#### [What is asked]
Rewrite the lines below, changing every "put down" to "place" and leaving all other text as it is.

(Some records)
----------------------------------------

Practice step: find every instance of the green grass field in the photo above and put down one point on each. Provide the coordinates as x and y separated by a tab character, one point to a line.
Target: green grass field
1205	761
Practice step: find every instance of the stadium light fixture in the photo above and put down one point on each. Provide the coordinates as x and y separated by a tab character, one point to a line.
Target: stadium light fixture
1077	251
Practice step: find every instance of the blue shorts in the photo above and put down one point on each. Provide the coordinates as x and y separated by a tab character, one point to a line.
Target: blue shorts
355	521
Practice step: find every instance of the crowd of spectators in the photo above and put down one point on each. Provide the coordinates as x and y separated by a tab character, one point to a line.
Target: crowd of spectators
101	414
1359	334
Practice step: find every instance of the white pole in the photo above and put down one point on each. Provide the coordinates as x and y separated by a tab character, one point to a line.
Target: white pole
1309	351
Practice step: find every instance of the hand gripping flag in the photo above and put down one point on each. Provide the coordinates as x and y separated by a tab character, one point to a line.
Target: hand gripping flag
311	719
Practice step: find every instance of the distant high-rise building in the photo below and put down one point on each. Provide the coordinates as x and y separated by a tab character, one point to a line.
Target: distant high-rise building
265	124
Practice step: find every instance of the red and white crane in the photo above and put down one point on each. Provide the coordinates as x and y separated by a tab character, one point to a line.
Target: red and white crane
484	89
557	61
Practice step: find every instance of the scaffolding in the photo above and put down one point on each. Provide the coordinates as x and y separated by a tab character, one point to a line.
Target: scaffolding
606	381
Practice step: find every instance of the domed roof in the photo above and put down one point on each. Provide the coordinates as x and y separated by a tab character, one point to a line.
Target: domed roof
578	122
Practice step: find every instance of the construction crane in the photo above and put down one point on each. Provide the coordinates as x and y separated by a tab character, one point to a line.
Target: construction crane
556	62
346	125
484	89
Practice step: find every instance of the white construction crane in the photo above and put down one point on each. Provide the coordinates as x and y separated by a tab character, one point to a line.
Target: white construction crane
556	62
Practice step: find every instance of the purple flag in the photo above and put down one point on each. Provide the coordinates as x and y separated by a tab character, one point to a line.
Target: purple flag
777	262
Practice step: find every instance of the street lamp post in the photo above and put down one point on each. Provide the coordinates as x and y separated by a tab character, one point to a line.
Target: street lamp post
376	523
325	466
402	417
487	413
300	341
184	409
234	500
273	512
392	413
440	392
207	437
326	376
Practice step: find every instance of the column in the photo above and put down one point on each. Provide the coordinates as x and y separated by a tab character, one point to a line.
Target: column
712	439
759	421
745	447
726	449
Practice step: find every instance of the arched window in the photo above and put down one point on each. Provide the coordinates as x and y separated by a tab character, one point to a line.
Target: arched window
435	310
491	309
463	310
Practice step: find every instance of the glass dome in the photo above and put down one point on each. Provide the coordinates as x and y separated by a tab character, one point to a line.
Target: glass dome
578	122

----------------------------------------

#### [Result of this task]
Practice step: find every instance of the green grass field in the photo above and place one point on each. Provide the coordinates as x and y separated by a tab character, one point to a line.
Target: green grass field
1205	761
Practice step: find every instance of the stadium light fixture in the photo above and place one point on each. Provide the coordinates as x and y separated by a tab character, one point to a line.
Target: stadium light fixture
1077	251
Practice step: find every instance of the blue shorts in the photo above and place one point on each. Provide the coordinates as x and y separated by a tab character, one point to a line.
Target: blue shorts
355	521
Practice step: find every instance of the crowd of spectators in the photo above and place one point on each. Provide the coordinates as x and y separated by a tab character, one point to a line.
Target: crowd of spectators
101	414
1359	334
Practice step: find every instance of the white pole in the photo above and place one point on each. Provide the coordinates as x and y separated by a tab character, one point to a line.
Target: white pole
1309	351
Practice step: find every instance of the hand gripping flag in the photo above and place one point on each. Provide the coordinates as x and y separated by a tab character, one point to a line.
Target: hand gripping flag
311	719
Practice step: find every instance of the distant high-rise building in the photo below and place one point on each. Provide the coordinates as x and y separated by a tab character, one point to a line.
Target: distant high-rise building
265	124
Practice step: find every instance of the red and white crane in the photo above and place one point on each. Provide the coordinates as x and y separated by a tab character, one point to a line.
Target: red and white crane
484	89
557	61
Practice step: find every instance of the scaffolding in the photo above and place one point on each. Provide the coordinates as x and y separated by a tab character, one point to a line.
Target: scaffolding
606	381
Practice step: find every instance of the domed roof in the photo above and place one point on each. Provide the coordinates as x and y separated by a tab character, one point to a line.
Target: domed roof
578	122
Practice step: find every instance of the construction crane in the photo above and place one point on each. Provide the coordinates as x and y separated by a tab character, one point to a line.
Target: construction crane
556	62
346	125
484	89
Practice step: find every instance of the white construction crane in the photo above and place one point on each. Provide the coordinates as x and y separated by a tab character, one point to a line.
Target: white construction crane
556	62
Practice step: find every instance of the purple flag in the photo above and place one point on each. Provide the coordinates as x and y separated by a tab character, one point to a line.
Target: purple flag
777	262
Practice step: find every instance of the street lamp post in the photo above and place one point on each. Provide the coordinates as x and y separated by a tab character, one point to a line.
Target: street lamp post
376	523
325	466
402	417
487	413
300	341
184	409
234	500
273	512
392	413
440	392
207	437
326	376
Practice step: find every instance of the column in the photo above and place one point on each. Provide the coordinates as x and y separated by a tab character, one point to a line.
Target: column
712	439
759	421
745	447
726	449
Practice step: find every instance of the arched window in the photo above and place one point on each. Provide the coordinates as x and y separated by a tab character, one point to a line.
Target: arched window
435	310
491	309
463	310
Practice step: find every instance of the glass dome in the photo above and place one point on each. Provide the coordinates as x and y separated by a tab character, one point to a line.
Target: glass dome
578	122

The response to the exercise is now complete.